[Records from a data collection]
- - - - -

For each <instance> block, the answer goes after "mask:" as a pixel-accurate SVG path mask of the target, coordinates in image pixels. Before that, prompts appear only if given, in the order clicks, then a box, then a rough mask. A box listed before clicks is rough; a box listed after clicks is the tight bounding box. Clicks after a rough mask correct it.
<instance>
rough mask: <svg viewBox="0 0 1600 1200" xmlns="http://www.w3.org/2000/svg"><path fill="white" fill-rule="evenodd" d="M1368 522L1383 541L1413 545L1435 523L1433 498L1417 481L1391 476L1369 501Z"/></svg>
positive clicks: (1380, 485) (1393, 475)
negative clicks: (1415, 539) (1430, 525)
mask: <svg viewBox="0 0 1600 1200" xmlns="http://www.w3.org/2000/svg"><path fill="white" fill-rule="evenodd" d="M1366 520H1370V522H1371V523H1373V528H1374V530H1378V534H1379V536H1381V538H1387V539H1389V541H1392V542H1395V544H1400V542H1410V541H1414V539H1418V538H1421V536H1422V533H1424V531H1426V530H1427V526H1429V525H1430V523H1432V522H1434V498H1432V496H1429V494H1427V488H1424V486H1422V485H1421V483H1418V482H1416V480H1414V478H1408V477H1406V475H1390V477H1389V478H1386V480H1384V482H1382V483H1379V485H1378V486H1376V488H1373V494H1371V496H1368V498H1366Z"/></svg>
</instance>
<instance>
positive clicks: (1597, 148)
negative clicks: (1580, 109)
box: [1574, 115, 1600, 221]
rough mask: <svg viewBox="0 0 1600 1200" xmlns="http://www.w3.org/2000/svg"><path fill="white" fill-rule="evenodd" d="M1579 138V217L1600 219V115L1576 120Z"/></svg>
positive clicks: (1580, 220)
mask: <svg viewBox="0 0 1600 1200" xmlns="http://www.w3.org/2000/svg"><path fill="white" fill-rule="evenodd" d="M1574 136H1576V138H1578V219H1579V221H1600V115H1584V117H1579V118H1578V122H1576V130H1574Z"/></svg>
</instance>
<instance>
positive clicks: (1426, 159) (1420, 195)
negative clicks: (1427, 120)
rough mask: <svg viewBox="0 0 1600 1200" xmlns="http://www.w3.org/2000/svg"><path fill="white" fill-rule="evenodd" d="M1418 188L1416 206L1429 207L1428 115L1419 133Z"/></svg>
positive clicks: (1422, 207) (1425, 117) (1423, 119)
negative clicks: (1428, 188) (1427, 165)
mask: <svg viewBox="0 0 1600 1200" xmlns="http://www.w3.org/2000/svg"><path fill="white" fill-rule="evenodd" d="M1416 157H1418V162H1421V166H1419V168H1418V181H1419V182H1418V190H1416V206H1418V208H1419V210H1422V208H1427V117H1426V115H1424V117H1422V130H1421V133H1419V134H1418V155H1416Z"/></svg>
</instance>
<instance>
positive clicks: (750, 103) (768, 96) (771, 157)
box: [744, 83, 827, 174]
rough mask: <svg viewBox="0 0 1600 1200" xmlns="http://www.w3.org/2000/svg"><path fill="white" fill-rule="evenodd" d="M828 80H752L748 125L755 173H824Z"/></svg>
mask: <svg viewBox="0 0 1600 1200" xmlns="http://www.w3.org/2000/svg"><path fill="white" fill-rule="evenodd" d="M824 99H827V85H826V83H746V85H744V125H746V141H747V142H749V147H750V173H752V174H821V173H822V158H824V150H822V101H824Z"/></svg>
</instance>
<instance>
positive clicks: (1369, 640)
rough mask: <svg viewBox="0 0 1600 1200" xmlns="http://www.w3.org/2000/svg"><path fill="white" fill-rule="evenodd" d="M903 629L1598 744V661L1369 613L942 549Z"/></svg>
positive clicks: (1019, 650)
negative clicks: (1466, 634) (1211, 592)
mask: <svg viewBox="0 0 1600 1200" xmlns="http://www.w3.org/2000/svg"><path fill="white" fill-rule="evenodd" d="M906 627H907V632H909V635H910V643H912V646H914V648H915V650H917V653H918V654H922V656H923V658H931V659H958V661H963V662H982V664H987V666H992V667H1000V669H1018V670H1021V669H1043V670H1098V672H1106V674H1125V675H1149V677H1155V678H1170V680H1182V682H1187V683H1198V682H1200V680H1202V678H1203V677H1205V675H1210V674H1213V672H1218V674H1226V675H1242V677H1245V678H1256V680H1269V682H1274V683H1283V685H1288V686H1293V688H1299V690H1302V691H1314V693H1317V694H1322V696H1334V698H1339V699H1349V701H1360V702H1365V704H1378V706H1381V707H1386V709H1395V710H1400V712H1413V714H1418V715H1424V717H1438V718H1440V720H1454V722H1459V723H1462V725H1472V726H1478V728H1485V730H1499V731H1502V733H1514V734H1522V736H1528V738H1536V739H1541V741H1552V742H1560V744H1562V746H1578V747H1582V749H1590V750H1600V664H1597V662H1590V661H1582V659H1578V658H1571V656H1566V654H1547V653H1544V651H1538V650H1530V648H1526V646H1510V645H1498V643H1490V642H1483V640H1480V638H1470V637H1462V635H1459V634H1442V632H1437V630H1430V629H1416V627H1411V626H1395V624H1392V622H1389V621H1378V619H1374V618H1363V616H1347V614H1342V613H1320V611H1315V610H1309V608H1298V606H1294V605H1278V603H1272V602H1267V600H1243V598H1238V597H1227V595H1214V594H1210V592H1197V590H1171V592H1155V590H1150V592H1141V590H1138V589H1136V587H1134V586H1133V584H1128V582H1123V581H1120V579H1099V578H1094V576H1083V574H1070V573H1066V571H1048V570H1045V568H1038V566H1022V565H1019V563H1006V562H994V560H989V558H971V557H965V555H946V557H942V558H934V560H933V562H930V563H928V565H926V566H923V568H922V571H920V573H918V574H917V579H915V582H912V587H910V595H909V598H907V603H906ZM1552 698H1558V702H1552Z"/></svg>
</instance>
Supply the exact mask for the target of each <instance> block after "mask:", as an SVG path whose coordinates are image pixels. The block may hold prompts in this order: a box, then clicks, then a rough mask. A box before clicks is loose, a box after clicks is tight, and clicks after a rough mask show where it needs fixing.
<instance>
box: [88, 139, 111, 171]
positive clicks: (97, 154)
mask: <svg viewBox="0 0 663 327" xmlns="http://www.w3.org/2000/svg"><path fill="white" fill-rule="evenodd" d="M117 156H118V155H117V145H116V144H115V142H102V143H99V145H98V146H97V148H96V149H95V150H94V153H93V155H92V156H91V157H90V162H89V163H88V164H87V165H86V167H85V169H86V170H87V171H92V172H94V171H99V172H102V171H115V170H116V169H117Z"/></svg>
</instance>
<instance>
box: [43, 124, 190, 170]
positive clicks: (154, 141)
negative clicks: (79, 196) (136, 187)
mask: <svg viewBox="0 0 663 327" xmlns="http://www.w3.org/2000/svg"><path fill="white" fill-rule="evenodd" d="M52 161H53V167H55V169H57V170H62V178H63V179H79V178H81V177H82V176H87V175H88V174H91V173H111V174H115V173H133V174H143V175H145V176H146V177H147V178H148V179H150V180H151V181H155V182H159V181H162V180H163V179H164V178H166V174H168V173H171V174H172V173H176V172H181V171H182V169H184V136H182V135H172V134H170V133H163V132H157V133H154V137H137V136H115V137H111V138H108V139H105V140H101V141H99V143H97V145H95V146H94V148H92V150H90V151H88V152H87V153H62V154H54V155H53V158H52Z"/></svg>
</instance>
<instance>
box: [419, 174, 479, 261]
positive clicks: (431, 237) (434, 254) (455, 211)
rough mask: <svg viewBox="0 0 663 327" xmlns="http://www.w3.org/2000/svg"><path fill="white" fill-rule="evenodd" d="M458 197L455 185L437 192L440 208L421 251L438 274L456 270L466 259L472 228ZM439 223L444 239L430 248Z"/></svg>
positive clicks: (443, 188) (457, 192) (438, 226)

- - - - -

**Task prompt**
Give every line of the listing above as a numbered list, leaving out any blank lines.

**Your solution**
1. For each <instance> block, the answer goes after "mask:" as a pixel-accurate SVG path mask of the target, coordinates in image pixels. Before that, prompts appear only if given, in the order clicks, then a box, then a rough mask. A box listed before clicks is rough; a box listed after clicks is the tight bounding box. Clicks after a rough mask correct it.
2. <instance>
3. rough mask: <svg viewBox="0 0 1600 1200" xmlns="http://www.w3.org/2000/svg"><path fill="white" fill-rule="evenodd" d="M1368 522L1383 541L1413 545L1435 523L1433 498L1417 481L1391 476L1369 501Z"/></svg>
4. positive clicks: (1380, 485) (1393, 475)
5. negative clicks: (1415, 539) (1430, 525)
6. mask: <svg viewBox="0 0 1600 1200" xmlns="http://www.w3.org/2000/svg"><path fill="white" fill-rule="evenodd" d="M1366 520H1370V522H1371V523H1373V528H1374V530H1378V534H1379V536H1381V538H1387V539H1389V541H1392V542H1395V544H1400V542H1410V541H1414V539H1418V538H1421V536H1422V533H1424V531H1426V530H1427V526H1429V525H1430V523H1432V522H1434V498H1432V496H1429V494H1427V488H1424V486H1422V485H1421V483H1418V482H1416V480H1414V478H1408V477H1406V475H1390V477H1389V478H1386V480H1384V482H1382V483H1379V485H1378V486H1376V488H1373V494H1371V496H1368V498H1366Z"/></svg>
7. </instance>
8. <instance>
9. positive clicks: (1597, 148)
10. negative clicks: (1580, 109)
11. box: [1574, 115, 1600, 221]
12. rough mask: <svg viewBox="0 0 1600 1200" xmlns="http://www.w3.org/2000/svg"><path fill="white" fill-rule="evenodd" d="M1579 138V217L1600 219V115L1576 120Z"/></svg>
13. positive clicks: (1580, 220)
14. mask: <svg viewBox="0 0 1600 1200" xmlns="http://www.w3.org/2000/svg"><path fill="white" fill-rule="evenodd" d="M1574 136H1576V138H1578V219H1579V221H1600V115H1584V117H1579V118H1578V122H1576V130H1574Z"/></svg>
15. </instance>
16. <instance>
17. positive clicks: (1426, 159) (1420, 195)
18. negative clicks: (1427, 120)
19. rough mask: <svg viewBox="0 0 1600 1200" xmlns="http://www.w3.org/2000/svg"><path fill="white" fill-rule="evenodd" d="M1418 188L1416 206L1429 207L1428 115L1419 133Z"/></svg>
20. positive clicks: (1422, 207) (1425, 117) (1423, 119)
21. negative clicks: (1428, 188) (1427, 165)
22. mask: <svg viewBox="0 0 1600 1200" xmlns="http://www.w3.org/2000/svg"><path fill="white" fill-rule="evenodd" d="M1416 157H1418V162H1421V166H1419V168H1418V181H1419V182H1418V190H1416V206H1418V208H1419V210H1422V208H1427V117H1426V115H1424V117H1422V130H1421V133H1419V134H1418V155H1416Z"/></svg>
23. </instance>
24. <instance>
25. positive clicks: (750, 103) (768, 96) (771, 157)
26. box: [744, 83, 827, 174]
27. rough mask: <svg viewBox="0 0 1600 1200" xmlns="http://www.w3.org/2000/svg"><path fill="white" fill-rule="evenodd" d="M828 80H752L748 125L755 173H824Z"/></svg>
28. mask: <svg viewBox="0 0 1600 1200" xmlns="http://www.w3.org/2000/svg"><path fill="white" fill-rule="evenodd" d="M824 99H827V85H826V83H746V85H744V125H746V141H747V142H749V147H750V173H752V174H821V173H822V158H824V150H822V101H824Z"/></svg>
29. </instance>
30. <instance>
31. positive clicks: (1369, 640)
32. rough mask: <svg viewBox="0 0 1600 1200" xmlns="http://www.w3.org/2000/svg"><path fill="white" fill-rule="evenodd" d="M903 629L1598 744V661L1369 613L942 549Z"/></svg>
33. positive clicks: (1019, 650)
34. negative clicks: (1466, 634) (1211, 592)
35. mask: <svg viewBox="0 0 1600 1200" xmlns="http://www.w3.org/2000/svg"><path fill="white" fill-rule="evenodd" d="M906 627H907V632H909V635H910V643H912V646H914V648H915V650H917V653H918V654H922V656H923V658H931V659H958V661H963V662H982V664H987V666H992V667H1000V669H1018V670H1021V669H1043V670H1098V672H1106V674H1125V675H1149V677H1155V678H1170V680H1182V682H1187V683H1198V682H1200V680H1202V678H1203V677H1205V675H1210V674H1213V672H1218V674H1226V675H1242V677H1245V678H1256V680H1269V682H1274V683H1283V685H1288V686H1293V688H1299V690H1302V691H1314V693H1317V694H1322V696H1334V698H1339V699H1349V701H1360V702H1365V704H1378V706H1381V707H1386V709H1395V710H1400V712H1413V714H1418V715H1424V717H1438V718H1440V720H1454V722H1459V723H1462V725H1472V726H1478V728H1485V730H1499V731H1502V733H1514V734H1522V736H1528V738H1536V739H1541V741H1552V742H1560V744H1562V746H1578V747H1582V749H1590V750H1600V664H1597V662H1590V661H1582V659H1578V658H1571V656H1566V654H1547V653H1544V651H1538V650H1530V648H1526V646H1510V645H1498V643H1490V642H1483V640H1480V638H1470V637H1462V635H1459V634H1442V632H1437V630H1430V629H1416V627H1411V626H1395V624H1392V622H1389V621H1378V619H1374V618H1363V616H1347V614H1342V613H1320V611H1315V610H1309V608H1298V606H1294V605H1278V603H1272V602H1267V600H1243V598H1238V597H1227V595H1214V594H1210V592H1197V590H1171V592H1155V590H1150V592H1141V590H1138V589H1136V587H1134V586H1133V584H1128V582H1123V581H1120V579H1099V578H1094V576H1083V574H1070V573H1066V571H1048V570H1045V568H1038V566H1022V565H1019V563H1006V562H994V560H989V558H971V557H965V555H946V557H942V558H934V560H933V562H930V563H928V565H926V566H923V568H922V571H920V573H918V574H917V579H915V582H912V587H910V595H909V598H907V603H906ZM1552 698H1558V702H1552Z"/></svg>
36. </instance>
37. Supply the exact mask for the target of each <instance> block after "mask:", as an SVG path whose coordinates are image pixels. The block may hold prompts in this order: a box, then clicks, then a rough mask. A box before clicks is loose, a box after clicks is tight, and clicks after a rough mask show where it needs fixing.
38. <instance>
39. box: [88, 139, 111, 171]
40. positive clicks: (97, 154)
41. mask: <svg viewBox="0 0 663 327" xmlns="http://www.w3.org/2000/svg"><path fill="white" fill-rule="evenodd" d="M117 156H118V155H117V145H116V144H115V142H102V143H99V145H98V146H97V148H96V149H95V150H94V153H93V155H92V156H91V157H90V162H89V163H88V164H87V165H86V167H85V169H86V170H87V171H92V172H94V171H99V172H102V171H115V170H116V169H117Z"/></svg>
42. </instance>
43. <instance>
44. box: [43, 124, 190, 170]
45. positive clicks: (154, 141)
46. negative clicks: (79, 196) (136, 187)
47. mask: <svg viewBox="0 0 663 327" xmlns="http://www.w3.org/2000/svg"><path fill="white" fill-rule="evenodd" d="M52 161H53V167H55V169H57V170H62V178H63V179H79V178H81V177H82V176H87V175H88V174H91V173H111V174H115V173H133V174H143V175H145V176H146V177H147V178H148V179H150V180H151V181H155V182H159V181H162V180H163V179H164V178H166V174H168V173H171V174H172V173H176V172H181V171H182V169H184V136H182V135H172V134H170V133H163V132H157V133H154V137H137V136H115V137H111V138H108V139H105V140H101V141H99V143H97V145H95V146H94V148H92V150H90V151H88V152H87V153H62V154H54V155H53V158H52Z"/></svg>
48. </instance>
49. <instance>
50. box: [419, 174, 479, 261]
51. positive clicks: (431, 237) (434, 254) (455, 211)
52. rough mask: <svg viewBox="0 0 663 327" xmlns="http://www.w3.org/2000/svg"><path fill="white" fill-rule="evenodd" d="M458 197L455 185L437 192L440 208L421 251L438 274L456 270L466 259L472 228ZM439 223L444 239L430 248Z"/></svg>
53. positive clicks: (443, 188) (457, 192) (438, 226)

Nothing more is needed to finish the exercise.